Edit the entries below by replacing "ground-truth boxes" with "reference boxes" everywhere it occurs, leaving everything else as it is.

-- Records supplied start --

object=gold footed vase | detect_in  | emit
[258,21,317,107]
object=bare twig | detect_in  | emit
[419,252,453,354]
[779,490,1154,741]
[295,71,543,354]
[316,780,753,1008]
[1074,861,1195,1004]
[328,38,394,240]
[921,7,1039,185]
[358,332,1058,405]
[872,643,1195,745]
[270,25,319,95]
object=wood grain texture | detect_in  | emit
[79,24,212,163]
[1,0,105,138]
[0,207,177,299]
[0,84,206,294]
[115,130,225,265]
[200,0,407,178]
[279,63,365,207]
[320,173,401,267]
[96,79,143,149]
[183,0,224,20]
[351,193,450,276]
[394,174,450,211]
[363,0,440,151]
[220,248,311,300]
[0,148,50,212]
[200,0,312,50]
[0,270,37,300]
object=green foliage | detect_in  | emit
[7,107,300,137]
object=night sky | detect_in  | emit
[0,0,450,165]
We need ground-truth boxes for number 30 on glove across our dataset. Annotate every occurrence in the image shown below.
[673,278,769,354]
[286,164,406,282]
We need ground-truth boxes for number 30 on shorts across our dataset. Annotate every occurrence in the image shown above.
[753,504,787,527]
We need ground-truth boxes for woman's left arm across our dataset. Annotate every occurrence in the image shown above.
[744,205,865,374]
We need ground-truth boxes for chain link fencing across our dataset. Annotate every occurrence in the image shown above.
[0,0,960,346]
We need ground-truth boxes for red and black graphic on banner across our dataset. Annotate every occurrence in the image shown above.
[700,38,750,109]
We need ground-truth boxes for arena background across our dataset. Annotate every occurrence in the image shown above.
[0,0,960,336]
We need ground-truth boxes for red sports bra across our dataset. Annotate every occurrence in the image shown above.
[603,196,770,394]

-- Records supplied end --

> Full output:
object=gold footed vase | detect_in  | emit
[258,21,317,107]
object=bare twig | detect_in  | emit
[419,252,453,354]
[779,490,1154,741]
[295,71,543,354]
[316,780,753,1008]
[1074,861,1195,1004]
[328,38,394,240]
[921,7,1039,185]
[358,332,1058,405]
[872,643,1195,745]
[270,25,319,95]
object=wood grain texture | detect_in  | emit
[79,24,212,163]
[1,0,105,138]
[0,207,177,299]
[0,84,206,294]
[115,130,225,265]
[200,0,407,178]
[279,63,365,207]
[320,173,401,267]
[96,79,143,149]
[183,0,224,20]
[351,193,450,276]
[394,174,450,211]
[363,0,440,151]
[220,248,311,300]
[0,148,50,212]
[200,0,312,50]
[0,270,37,300]
object=green foliage | detect_in  | emit
[7,107,300,137]
object=night sky | detect_in  | emit
[0,0,450,165]
We need reference boxes for number 30 on glove across our dataset. Annotate every occurrence in the image shown below.
[673,278,769,354]
[286,164,406,282]
We need reference boxes for number 30 on shorts across our dataset. Annotate every occurrence in the image shown above.
[753,504,787,527]
We need reference boxes for woman's left arm across our dataset. Annotate every occurrence in the image shown above.
[744,205,865,374]
We need reference boxes for chain link fencing across our dataset. Annotate every occurrence in the image shown above.
[0,0,960,346]
We need reference boxes for red and black graphic on banner across our dataset. Annotate every occurrence in the image shown above.
[700,38,750,109]
We need reference boxes for arena background across our dataset. Annotate every occurrence in the image shown above.
[0,0,960,336]
We need reference boxes for red sports bra across our dataset. Annotate every occurrence in the image shown above.
[603,196,770,394]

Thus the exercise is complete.